YOUR OBJECTIVE
Transcribe the records that follow, keeping every word as it stands.

====== INFORMATION SUPPLIED ======

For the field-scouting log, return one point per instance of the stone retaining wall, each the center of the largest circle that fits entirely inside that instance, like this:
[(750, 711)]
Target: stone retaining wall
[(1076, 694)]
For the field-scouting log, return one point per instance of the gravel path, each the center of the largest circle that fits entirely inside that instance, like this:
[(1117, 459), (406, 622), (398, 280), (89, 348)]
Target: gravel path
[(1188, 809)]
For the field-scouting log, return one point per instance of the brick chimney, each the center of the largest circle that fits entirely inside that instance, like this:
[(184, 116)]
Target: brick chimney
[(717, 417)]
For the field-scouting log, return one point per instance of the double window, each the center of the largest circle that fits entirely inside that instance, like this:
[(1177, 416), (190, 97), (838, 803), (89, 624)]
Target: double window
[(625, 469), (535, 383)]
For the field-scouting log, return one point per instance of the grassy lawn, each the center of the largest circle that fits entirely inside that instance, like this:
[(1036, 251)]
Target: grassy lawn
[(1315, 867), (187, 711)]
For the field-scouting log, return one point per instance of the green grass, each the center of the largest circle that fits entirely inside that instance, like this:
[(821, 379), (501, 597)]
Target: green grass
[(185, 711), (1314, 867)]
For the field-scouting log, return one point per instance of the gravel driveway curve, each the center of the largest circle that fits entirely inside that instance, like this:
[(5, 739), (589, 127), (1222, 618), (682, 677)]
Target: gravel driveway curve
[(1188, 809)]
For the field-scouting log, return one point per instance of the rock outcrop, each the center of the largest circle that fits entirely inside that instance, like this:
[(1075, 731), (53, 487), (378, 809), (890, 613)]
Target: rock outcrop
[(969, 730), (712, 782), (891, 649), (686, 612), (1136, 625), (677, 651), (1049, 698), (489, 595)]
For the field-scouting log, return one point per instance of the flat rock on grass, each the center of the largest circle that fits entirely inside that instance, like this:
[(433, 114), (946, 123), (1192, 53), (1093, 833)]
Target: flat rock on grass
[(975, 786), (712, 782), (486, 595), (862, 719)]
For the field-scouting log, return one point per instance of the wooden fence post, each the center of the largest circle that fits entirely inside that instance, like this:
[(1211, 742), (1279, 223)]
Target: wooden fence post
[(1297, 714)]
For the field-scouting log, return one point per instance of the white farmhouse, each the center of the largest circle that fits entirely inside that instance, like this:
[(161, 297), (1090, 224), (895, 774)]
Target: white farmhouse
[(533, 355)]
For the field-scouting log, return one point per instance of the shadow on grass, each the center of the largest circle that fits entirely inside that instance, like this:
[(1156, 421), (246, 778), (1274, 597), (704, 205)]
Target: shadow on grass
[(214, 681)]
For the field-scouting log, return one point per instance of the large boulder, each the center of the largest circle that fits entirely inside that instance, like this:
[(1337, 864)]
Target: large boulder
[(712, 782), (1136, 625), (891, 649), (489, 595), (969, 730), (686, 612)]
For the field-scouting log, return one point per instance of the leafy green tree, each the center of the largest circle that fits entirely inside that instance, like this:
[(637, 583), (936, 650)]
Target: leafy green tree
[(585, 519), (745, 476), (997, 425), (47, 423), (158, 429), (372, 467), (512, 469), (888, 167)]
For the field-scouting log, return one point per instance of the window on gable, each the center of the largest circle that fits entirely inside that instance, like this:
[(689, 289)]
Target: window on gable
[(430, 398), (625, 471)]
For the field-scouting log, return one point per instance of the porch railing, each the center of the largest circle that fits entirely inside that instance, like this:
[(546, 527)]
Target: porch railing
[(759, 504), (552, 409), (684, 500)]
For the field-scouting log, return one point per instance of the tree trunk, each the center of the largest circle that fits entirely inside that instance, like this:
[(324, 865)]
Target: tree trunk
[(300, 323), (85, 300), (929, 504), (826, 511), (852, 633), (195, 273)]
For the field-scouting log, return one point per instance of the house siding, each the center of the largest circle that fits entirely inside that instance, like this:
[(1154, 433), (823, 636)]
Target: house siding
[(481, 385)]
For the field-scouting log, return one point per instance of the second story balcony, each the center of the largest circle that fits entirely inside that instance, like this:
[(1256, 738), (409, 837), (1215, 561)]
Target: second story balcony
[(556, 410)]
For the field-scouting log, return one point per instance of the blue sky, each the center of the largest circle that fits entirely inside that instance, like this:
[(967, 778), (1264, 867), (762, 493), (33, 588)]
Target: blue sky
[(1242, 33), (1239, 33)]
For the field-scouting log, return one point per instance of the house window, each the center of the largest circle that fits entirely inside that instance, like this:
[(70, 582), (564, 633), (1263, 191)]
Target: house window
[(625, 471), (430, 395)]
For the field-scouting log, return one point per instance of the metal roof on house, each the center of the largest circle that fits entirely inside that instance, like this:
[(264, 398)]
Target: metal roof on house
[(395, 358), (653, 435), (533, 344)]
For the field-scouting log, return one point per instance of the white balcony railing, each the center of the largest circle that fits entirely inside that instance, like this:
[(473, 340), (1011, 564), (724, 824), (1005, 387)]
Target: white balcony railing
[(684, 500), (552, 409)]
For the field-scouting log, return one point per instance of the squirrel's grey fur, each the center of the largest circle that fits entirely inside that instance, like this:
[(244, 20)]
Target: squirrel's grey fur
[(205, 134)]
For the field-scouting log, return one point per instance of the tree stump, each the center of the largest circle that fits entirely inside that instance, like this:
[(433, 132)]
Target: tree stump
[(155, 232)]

======

SOLUTION
For the field-scouting log, return one point per instance of the stone retaining wall, each the center of the largest circle that fits entirely inside that instance, like this:
[(750, 711)]
Target: stone retaining wall
[(1076, 694)]
For the field-scouting log, return one point per instance of the gravel path, each the center of the largest circle that fits entirely inside that instance, like this:
[(1117, 459), (406, 622), (398, 280), (89, 348)]
Target: gravel path
[(1188, 809)]
For the field-scouting log, return one point per instance of the brick chimney, each the center of the largest circle that fits entirely inside that instance, like this:
[(184, 116)]
Target: brick chimney
[(717, 417)]
For the field-scouting log, return one point per instance of the double window, each the center of the largest circle that fits entirely inside that instance, like this:
[(1177, 416), (190, 97), (838, 803), (89, 624)]
Target: double window
[(625, 469), (535, 383)]
For the field-scouting log, return one point per instance of the grassy lawn, each the center of the largest circle that fits entirely inside that instance, like this:
[(1036, 251)]
Target: grassy lawn
[(1315, 867), (187, 711)]
For the field-scouting log, return one point per instance of the green grass, each the center of the largest circle that fits entirely inside that instance, like this:
[(821, 379), (501, 597)]
Target: green grass
[(185, 711), (1314, 867)]
For the field-scouting log, return one point per instance of the gravel driveway curve, each the center of the largest circle that fits entirely inside that instance, like this:
[(5, 739), (589, 127), (1222, 618), (682, 677)]
Target: gravel driveway curve
[(1188, 809)]
For the field-scouting log, return one point per instance of the rock outcrop, each the center of the largest circle that fits entirely inside that instance, like this:
[(1075, 731), (53, 487), (378, 809), (890, 613)]
Target: rock outcrop
[(969, 730), (712, 782), (891, 649), (686, 612), (1136, 625), (677, 651), (1049, 698), (489, 595)]
For the field-scouting log, return one point per instance of the flat rock on grass, each the center of the largest circle that fits entirely inside that instance, like this:
[(433, 114), (946, 123), (1192, 53), (1093, 833)]
Target: flat rock on grass
[(975, 786), (712, 782), (486, 595), (862, 719)]
For the field-scouting log, return one point per instance of the wooden fence post, each the center of the largest circle that fits entirely inside that instance, like this:
[(1211, 742), (1279, 223)]
Target: wooden fence post
[(1297, 714)]
For the field-scouting log, return one point per instance of the white farmhouse, each the center of the largest circle that fits entirely inside that instance, like this:
[(161, 297), (1090, 224), (895, 774)]
Target: white farmhouse
[(533, 355)]
For the field-scouting log, return one point per instance of the shadow on grass, each the center of the largest circle that fits entirely inside that instance, like this:
[(1156, 421), (246, 778), (1274, 597), (704, 205)]
Target: shadow on grass
[(214, 681)]
For the field-scouting log, return one point per instance of the large boulder, each the center of the largest circle that fits entirely inside that instance, like this:
[(1337, 864)]
Target: large boulder
[(712, 782), (1136, 625), (891, 649), (489, 595), (969, 730), (686, 612)]
For the field-scouting log, return one point per instance of the leafy green tree, each the center of the largest circle that fits entirely inside that instance, like this:
[(637, 583), (936, 650)]
Target: leafy green tree
[(585, 519), (745, 476), (997, 425), (47, 423), (158, 429), (372, 467), (512, 469), (888, 167)]
For the field-scouting log, return one point per instance of the window on gable, each the center of the largest circle that fits entirely inside that instance, like this:
[(689, 289)]
Target: window on gable
[(430, 398), (625, 471)]
For the field-scouting log, return one point per instance of the porch railing, each the center of the largest circle that fits entirely inside that instance, like this:
[(546, 527)]
Target: porch railing
[(759, 504), (552, 409), (684, 500)]
For the field-scouting log, return one point per instance of the tree trunk, each the center of the largest circle that fits entirely inside that instance, like this:
[(324, 865)]
Target: tree trunk
[(300, 323), (85, 300), (929, 504), (826, 511), (852, 633), (195, 273)]
For the field-scouting log, return one point per instance of the house siding, each the center of the largest circle that fits entirely inside that instance, like this:
[(1154, 433), (823, 636)]
Target: house siding
[(481, 385)]
For the field-scouting log, return one point per instance of the second story balcony, each the center of the largest circle that fits entirely inside that instance, like this:
[(1256, 738), (409, 837), (1215, 561)]
Target: second story balcony
[(556, 410)]
For the field-scouting log, return one point per instance of the blue sky, each the center of the largest circle that fits entirely inside that instance, like this:
[(967, 778), (1264, 867), (762, 493), (33, 588)]
Target: blue sky
[(1242, 33), (1239, 33)]
For the field-scouting log, return one point per instance of the house window, each the center of the largest circle that fits entirely inside that instance, like this:
[(70, 582), (564, 633), (1263, 191)]
Target: house window
[(625, 471), (430, 395)]
For the field-scouting log, return one point per instance of the metal roof on house, each the center of the largest circle that fits entirely inside that instance, like this:
[(264, 398)]
Target: metal roof on house
[(395, 358), (653, 435), (533, 344)]
For the field-scouting log, return one point per instance of the white balcony railing, each the center of the largest circle that fits entirely inside that instance, like this:
[(473, 340), (1011, 564), (724, 824), (1005, 387)]
Target: white balcony railing
[(684, 500), (552, 409)]
For the field-scouting log, return one point per instance of the squirrel's grey fur, each the center of the largest circle that fits entirely inside that instance, like this:
[(244, 20)]
Target: squirrel's grey fur
[(205, 134)]
For the field-scouting log, return one point per instance of the tree stump, each the center of the largest circle that fits entirely inside that instance, like this:
[(433, 132)]
Target: tree stump
[(155, 232)]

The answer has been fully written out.